## Given passage

= Liberalism in Canada =

Liberalism has been a major trend in Canadian politics since the late 18th century. Canada has the same features of other liberal democracies in the Western democratic political tradition. This article gives an overview of liberalism in Canada. It includes a brief history of liberal parties with substantial representation in parliament.

==Liberal parties==
Liberal parties developed in both the French and English speaking parts of Canada; these developments led to the formation of the Liberal Party of Canada. Liberal parties exist on a provincial level; however, while they mostly share similar ideologies, not all provincial parties are officially affiliated with the federal party.

In Canada, a "capital-L" Liberal refers to the policies and ideas of the Liberal Party of Canada/Parti Libéral du Canada (LI member), the most frequent governing party of Canada for the last century and one of the largest liberal parties around the world. The Quebec Liberal Party (Parti libéral du Québec) combines liberalism with more conservative ideas. Only federal parties are included in the following timeline. For inclusion in this scheme, it is not necessary for parties to have explicitly labelled themselves as a liberal party.

In 2023, The Saskatchewan Liberal Party changed its name to the Saskatchewan Progress Party, in the same year the British Columbia Liberal Party changed its name to BC United.
===Timeline of the federal Liberal Party===

====Canadian Party / Patriot Party / Red Party====
- 1806: Liberals in the Francophone part of Canada formed the Parti canadien
- 1826: The party is renamed Parti patriote and is led by Louis-Joseph Papineau
- 1848: The party is further reorganised into the Parti rouge
- 1867: The PR merged into the present-day Liberal Party of Canada

====Reform Party====
- 1841: The Upper Canada Reform Party is formed
- 1855: Radical members formed the Clear Grits.
- 1867: The Reform Party merged into Liberal Party of Canada

====Clear Grits / Liberal Party of Canada====
- 1855: Radical members of the Reform Party formed the Clear Grits
- 1867: The Clear Grits merged with the Reform Party, the Red Party and provincial liberal parties into the present-day Liberal Party of Canada

===Current parties===
In addition to the federal party, each province and the Yukon territory has or has had its own Liberal Party; however, only those in the Atlantic Provinces are formally affiliated with the federal party. The territories of Nunavut and Northwest Territories do not have a Liberal Party, as political parties are not recognized under their system of consensus government.

## Short problem A
Shift every bounding-box coordinate in the answers up by 8, and write out the entries again with their requests, starting with the line containing "Localize every background" and going on through the end of the entries.

## Recorded data
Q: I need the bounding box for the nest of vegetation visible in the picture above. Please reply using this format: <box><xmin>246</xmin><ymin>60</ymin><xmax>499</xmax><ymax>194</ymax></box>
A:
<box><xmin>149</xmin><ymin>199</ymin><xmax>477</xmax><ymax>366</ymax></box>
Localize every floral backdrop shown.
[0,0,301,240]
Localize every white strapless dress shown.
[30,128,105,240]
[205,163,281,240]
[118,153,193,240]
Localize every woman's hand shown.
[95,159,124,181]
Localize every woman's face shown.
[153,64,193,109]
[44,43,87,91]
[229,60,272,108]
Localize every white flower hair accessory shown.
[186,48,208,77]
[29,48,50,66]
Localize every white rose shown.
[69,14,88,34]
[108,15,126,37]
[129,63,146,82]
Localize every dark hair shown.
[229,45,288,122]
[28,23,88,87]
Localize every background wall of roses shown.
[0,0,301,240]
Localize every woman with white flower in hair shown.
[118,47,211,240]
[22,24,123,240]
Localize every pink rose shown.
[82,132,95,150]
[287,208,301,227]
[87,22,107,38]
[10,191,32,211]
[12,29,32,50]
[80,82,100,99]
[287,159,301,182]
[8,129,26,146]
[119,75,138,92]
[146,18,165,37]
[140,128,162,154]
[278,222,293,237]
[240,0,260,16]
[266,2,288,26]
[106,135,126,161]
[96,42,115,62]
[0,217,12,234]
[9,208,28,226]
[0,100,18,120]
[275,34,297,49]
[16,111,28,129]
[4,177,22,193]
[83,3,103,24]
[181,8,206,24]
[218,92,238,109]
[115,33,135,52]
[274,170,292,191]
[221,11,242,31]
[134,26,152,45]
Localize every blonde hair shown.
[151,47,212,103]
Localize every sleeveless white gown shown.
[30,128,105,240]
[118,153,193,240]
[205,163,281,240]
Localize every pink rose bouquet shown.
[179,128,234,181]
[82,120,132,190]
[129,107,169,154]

## Short problem B
Swap "BC United" for "BC Unity" in the passage on liberalism in Canada, and write out the stretch starting with "In 2023, The" and going on through "to BC United.".

## Task response A
Localize every background wall of roses shown.
[8,8,309,248]
Localize every woman with white flower in hair shown.
[126,55,219,248]
[30,32,131,248]
Localize every pink rose shown.
[90,140,103,158]
[295,216,309,235]
[95,30,115,46]
[18,199,40,219]
[20,37,40,58]
[88,90,108,107]
[295,167,309,190]
[16,137,34,154]
[127,83,146,100]
[154,26,173,45]
[148,136,170,162]
[286,230,301,245]
[248,8,268,24]
[274,10,296,34]
[114,143,134,169]
[104,50,123,70]
[8,225,20,242]
[17,216,36,234]
[8,108,26,128]
[283,42,305,57]
[24,119,36,137]
[12,185,30,201]
[91,11,111,32]
[189,16,214,32]
[226,100,246,117]
[123,41,143,60]
[282,178,300,199]
[229,19,250,39]
[142,34,160,53]
Localize every blonde hair shown.
[159,55,220,111]
Localize every sleeveless white gown shown.
[38,136,113,248]
[126,161,201,248]
[213,171,289,248]
Localize every pink rose bouquet shown.
[187,136,242,189]
[90,128,140,198]
[137,115,177,162]

## Task response B
In 2023, The Saskatchewan Liberal Party changed its name to the Saskatchewan Progress Party, in the same year the British Columbia Liberal Party changed its name to BC Unity.